■ Documento:
24 de junho de 2014

Para ler: A menina que não sabia ler

É uma história curiosa a que tenho que contar, uma história de difícil absorção e entendimento, por isso é uma sorte que eu tenha as palavras para cumprir a tarefa. Se eu mesma digo isso, quando talvez não devesse, é que para uma menina da minha idade tenho um ótimo vocabulário.Extremamente bom, para falar com franqueza. Porém, devido às opiniões rígidas de meu tio em relação à educação das mulheres, tenho escondido minha eloquência, soterrado meu talento e mantido apenas as formas mais simples de expressão aprisionadas no cérebro. Tal dissimulação transformou-se em hábito e foi motivada pelo medo, pelo grande medo de que, se falasse como penso, ficaria evidente meu contato com os livros e eu seria banida da biblioteca. E, como expliquei para a pobre sra. Whitaker (pouco antes de sua trágica morte no lago), isso é algo que eu não acredito que possa suportar.
A primeira coisa que tenho a dizer sobre esse livro é que se eu o tivesse visto primeiro em português, eu jamais o teria comprado. Tanto o título da tradução quanto a capa totalmente genérica me fariam achar que se tratava de um romance açucarado sem nada de muito diferente ou especial.

A edição em inglês, contudo, em hardbook e com a gralha na capa (não, não é um corvo e você entende o porquê de uma gralha quando lê) imediatamente capturou meu olhar perambulante.

A história é contada em primeira pessoa por Florence – a menina que supostamente não deveria saber ler, visto ter sido proibida de receber qualquer educação pelo tio e tutor. Florence, contudo, apaixona-se pelo mundo das letras, praticamente ensinando a si mesma a ler, com a ajuda de uma cartilha que aparece graças às lições que o irmão, Giles, recebe.

[Entradas do conjunto de dados]
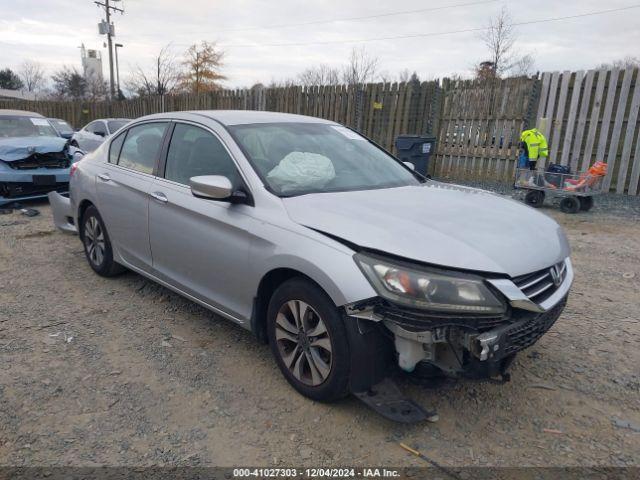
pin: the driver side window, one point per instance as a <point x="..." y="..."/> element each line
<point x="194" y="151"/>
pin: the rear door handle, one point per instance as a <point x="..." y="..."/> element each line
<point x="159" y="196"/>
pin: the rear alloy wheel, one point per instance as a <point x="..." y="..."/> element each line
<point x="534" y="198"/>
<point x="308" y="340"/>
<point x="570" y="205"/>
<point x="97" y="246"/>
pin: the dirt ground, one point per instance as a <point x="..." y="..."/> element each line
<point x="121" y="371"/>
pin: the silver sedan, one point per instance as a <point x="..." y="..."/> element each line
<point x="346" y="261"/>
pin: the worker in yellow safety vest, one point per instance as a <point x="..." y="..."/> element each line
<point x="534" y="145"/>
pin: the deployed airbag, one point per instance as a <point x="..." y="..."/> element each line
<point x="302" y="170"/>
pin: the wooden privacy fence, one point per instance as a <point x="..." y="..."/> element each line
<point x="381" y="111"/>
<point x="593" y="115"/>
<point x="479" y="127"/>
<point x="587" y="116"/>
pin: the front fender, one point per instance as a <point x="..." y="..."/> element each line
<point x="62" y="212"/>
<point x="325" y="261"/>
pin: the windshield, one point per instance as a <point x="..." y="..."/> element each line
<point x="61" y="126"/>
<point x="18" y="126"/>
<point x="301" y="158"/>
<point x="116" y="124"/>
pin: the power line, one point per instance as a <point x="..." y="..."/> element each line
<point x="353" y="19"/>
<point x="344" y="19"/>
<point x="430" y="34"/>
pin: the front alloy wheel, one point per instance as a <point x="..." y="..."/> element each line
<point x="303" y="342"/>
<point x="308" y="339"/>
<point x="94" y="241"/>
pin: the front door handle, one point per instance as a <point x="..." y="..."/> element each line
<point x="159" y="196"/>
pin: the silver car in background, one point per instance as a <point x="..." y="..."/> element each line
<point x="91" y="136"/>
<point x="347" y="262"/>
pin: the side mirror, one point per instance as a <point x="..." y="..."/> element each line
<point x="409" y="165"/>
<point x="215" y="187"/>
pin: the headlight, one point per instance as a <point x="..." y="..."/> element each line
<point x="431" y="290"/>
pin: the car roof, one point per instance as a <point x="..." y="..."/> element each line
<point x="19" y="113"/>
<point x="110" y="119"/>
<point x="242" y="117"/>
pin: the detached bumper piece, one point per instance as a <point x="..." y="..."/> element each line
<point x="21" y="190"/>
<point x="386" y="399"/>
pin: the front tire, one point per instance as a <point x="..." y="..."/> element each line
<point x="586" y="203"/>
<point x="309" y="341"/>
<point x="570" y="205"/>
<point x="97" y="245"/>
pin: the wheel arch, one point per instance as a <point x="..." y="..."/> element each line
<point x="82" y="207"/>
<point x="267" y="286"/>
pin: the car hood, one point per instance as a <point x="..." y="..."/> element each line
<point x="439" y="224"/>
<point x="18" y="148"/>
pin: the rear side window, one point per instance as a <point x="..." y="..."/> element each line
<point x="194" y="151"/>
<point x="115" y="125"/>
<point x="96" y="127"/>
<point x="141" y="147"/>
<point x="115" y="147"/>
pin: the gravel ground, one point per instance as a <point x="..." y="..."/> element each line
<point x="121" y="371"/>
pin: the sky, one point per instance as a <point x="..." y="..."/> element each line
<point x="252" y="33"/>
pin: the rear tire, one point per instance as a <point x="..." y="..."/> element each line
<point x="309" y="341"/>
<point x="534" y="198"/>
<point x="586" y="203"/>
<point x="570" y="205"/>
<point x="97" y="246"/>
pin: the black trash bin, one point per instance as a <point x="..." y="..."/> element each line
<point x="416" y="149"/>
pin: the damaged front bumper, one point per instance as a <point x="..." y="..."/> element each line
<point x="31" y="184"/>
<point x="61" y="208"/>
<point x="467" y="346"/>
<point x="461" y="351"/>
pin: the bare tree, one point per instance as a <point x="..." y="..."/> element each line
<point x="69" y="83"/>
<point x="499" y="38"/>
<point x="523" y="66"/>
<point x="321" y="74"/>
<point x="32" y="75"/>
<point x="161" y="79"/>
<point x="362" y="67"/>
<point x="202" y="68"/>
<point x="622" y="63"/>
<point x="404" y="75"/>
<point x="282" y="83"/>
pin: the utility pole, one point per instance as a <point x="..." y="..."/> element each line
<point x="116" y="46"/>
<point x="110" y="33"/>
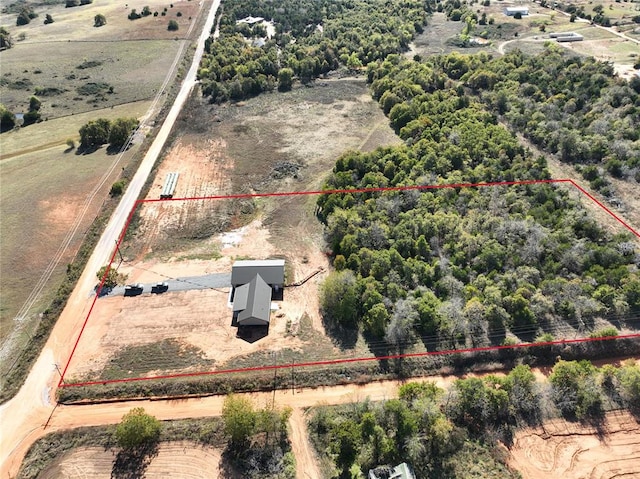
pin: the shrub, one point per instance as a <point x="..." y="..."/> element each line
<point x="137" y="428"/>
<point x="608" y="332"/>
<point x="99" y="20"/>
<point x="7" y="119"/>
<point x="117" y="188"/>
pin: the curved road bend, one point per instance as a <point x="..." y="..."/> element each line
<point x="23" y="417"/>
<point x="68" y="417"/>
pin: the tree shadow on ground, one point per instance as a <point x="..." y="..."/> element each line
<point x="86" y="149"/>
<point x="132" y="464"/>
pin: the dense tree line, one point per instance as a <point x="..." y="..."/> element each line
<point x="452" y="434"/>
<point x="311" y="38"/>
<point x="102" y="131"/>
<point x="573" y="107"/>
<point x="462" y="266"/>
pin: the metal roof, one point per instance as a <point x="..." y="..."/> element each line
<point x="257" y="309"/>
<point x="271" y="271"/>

■ Tarefas a realizar:
A: Reescreva de forma mais curta o parágrafo do documento que começa com "A história é contada em primeira pessoa", mantendo os fatos principais.
B: Edite as entradas a partir da linha que contém "pin: the metal" até o final delas, trocando "metal roof" por "corrugated roof" e deixando todo o resto igual.

■ Respostas em ordem:
A: Florence narra a história em primeira pessoa. O tio e tutor a proibiu de receber qualquer educação, e por isso ela supostamente não deveria saber ler. Mesmo assim, apaixona-se pelas letras e aprende a ler praticamente sozinha, com uma cartilha que aparece graças às lições do irmão, Giles.

B:
pin: the corrugated roof, one point per instance as a <point x="..." y="..."/> element each line
<point x="257" y="309"/>
<point x="271" y="271"/>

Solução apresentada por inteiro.